● **Text under study**:
════════════════
We stayed in the dilapidated flat across the street from the Fremont Bridge for several years even after my father left home, because all he left us with, was $5000 of debt and a pile of tubeless tire repair kits that he bought because it was going to be the next great thing. At the time people scoffed, “How would you keep a tire inflated then?” All tires had inner tubes back then.
But he was correct and never followed through with selling the kits despite having the only distributorship in Washington. He also created years before, in the 40’s, a cart covered in metal with two rear doors to haul things safely behind your car. He sold the plans to a guy for $300 and it was rumored that the guy started a business called UHaul.
Finally, Mom was debt free, while entering grade 6, we moved. I will tell you now, if you have a child who is 12, changing schools is a nightmare. I ended up doing the same thing to my youngest, but she had a tough time with it too. You are an outcast in a sea of the meanest humans on earth. Cliques have long been formed. Unless you fortunately have parents with buckets of money and you happen to look like Heidi Klum, you are sunk. I did not have either of those things. but did have a nice normal looking craftsman house. I was grateful for that.
════════════════
● **Things to do**:
(A) In the memoir passage, how much did the father sell his cart plans for?
(B) Repeat the memoir passage word for word from "We stayed in" to "business called UHaul.".
(C) Carry on the memoir passage about the narrator's childhood, starting after its last sentence.
None of the data records are needed.

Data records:
════════════════
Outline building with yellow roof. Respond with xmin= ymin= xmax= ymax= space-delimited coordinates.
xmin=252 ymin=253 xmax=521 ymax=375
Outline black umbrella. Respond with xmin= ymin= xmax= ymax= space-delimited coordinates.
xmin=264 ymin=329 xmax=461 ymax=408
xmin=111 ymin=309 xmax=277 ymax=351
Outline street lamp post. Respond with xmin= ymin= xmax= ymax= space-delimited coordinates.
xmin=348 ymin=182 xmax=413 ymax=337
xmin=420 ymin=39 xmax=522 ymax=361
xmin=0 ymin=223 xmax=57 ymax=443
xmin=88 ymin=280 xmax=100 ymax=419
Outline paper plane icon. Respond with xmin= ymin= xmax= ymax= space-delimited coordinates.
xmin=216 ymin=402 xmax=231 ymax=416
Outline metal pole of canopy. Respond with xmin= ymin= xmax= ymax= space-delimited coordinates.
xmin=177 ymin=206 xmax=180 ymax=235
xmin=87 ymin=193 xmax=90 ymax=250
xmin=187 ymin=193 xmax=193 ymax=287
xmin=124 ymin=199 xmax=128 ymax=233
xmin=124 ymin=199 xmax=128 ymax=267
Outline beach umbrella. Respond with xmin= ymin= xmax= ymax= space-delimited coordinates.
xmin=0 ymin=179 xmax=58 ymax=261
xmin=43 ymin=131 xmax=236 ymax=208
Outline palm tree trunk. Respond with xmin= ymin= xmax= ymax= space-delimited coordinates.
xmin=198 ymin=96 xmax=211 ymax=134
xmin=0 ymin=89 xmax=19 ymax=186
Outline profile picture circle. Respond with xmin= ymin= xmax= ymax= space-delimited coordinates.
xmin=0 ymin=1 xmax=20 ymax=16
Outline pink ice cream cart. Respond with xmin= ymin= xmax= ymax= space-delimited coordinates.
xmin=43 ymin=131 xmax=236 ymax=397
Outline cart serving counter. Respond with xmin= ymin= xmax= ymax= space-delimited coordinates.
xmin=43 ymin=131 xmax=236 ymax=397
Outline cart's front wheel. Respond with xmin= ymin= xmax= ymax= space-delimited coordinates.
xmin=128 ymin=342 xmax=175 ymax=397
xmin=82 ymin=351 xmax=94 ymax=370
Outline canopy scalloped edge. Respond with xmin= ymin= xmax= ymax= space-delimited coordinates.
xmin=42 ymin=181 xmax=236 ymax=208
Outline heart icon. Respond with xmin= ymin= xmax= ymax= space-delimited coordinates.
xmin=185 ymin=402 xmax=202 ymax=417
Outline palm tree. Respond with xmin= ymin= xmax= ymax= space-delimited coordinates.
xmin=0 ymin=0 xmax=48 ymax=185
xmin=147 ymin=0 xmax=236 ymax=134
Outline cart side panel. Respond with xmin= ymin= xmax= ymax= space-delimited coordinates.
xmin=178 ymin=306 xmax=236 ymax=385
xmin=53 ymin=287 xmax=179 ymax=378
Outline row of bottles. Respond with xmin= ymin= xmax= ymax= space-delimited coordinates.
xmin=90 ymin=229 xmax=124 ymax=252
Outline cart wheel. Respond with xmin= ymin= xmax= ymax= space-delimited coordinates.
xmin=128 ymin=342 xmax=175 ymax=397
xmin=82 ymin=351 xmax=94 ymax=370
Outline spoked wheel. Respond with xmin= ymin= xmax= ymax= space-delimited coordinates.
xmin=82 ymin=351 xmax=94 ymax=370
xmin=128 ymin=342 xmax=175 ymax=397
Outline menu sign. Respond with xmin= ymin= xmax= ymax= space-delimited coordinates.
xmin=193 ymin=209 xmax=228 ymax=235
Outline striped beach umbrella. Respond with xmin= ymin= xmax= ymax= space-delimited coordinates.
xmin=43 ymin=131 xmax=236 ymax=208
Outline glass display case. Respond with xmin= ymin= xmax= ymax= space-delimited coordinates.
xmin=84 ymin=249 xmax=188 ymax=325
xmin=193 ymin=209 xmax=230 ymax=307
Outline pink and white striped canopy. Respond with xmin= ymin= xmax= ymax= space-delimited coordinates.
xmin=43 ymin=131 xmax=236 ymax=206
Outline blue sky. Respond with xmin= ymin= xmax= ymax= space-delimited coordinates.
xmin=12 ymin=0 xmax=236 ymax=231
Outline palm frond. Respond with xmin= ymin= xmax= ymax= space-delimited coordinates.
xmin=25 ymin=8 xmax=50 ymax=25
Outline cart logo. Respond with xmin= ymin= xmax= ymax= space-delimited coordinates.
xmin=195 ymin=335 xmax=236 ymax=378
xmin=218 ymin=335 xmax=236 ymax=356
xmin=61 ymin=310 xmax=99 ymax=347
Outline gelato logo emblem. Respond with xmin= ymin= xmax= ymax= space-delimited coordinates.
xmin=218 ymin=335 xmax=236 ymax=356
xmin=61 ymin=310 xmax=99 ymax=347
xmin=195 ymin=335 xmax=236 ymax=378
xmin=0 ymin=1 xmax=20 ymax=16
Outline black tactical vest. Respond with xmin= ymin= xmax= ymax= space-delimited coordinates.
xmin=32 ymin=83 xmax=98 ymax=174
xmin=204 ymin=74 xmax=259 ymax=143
════════════════
● **Answers to this exercise**:
(A) $300

(B)
We stayed in the dilapidated flat across the street from the Fremont Bridge for several years even after my father left home, because all he left us with, was $5000 of debt and a pile of tubeless tire repair kits that he bought because it was going to be the next great thing. At the time people scoffed, “How would you keep a tire inflated then?” All tires had inner tubes back then.
But he was correct and never followed through with selling the kits despite having the only distributorship in Washington. He also created years before, in the 40’s, a cart covered in metal with two rear doors to haul things safely behind your car. He sold the plans to a guy for $300 and it was rumored that the guy started a business called UHaul.

(C)
This was a two bedroom so I was till sleeping with Mom but eventually my brother, who was golem anyway, went to sleep in the basement and I got my own room.
My mother was psychic although she refused to believe it. One night late, leaning far out my bedroom window, I lit a cigarette that my friend Marda stole from her parents. Not two drags in and I hear a scream from the other room. “FIRE! I smell FIRE!!!” There is no way she smelled it from her room with all her windows sealed shut. Pure psychic ability. She did believe in astrology and my Gram and my Great grandmother both could read fortunes playing cards. For Christmas, my mother got me a Ouji board.
At first, the letters would come into my head and I would push the oracle to where they were, but as time went on it shifted and the letters would come so fast that the oracle just moved on its own. I answered all my mother’s questions. It told her she would meet a tall man, with dark hair named George. That he would be a Boeing employee and that he lived nearby. All of that came true and they dated for a while but he was impotent and my mother couldn’t live with the prospect of marrying someone who couldn’t perform. Also, he had 4 grown children that he spent lots of time with.
When the oracle started to identify himself, that’s when I quit. My mother was livid with me, but I could not be budged. That spirit guide Jimmy was not something a twelve-year-old could control. I still to this day will not touch a Ouji Board, I feel like it is a door to a bar, full spirit world of drunks. You open that door and God knows who will pop in!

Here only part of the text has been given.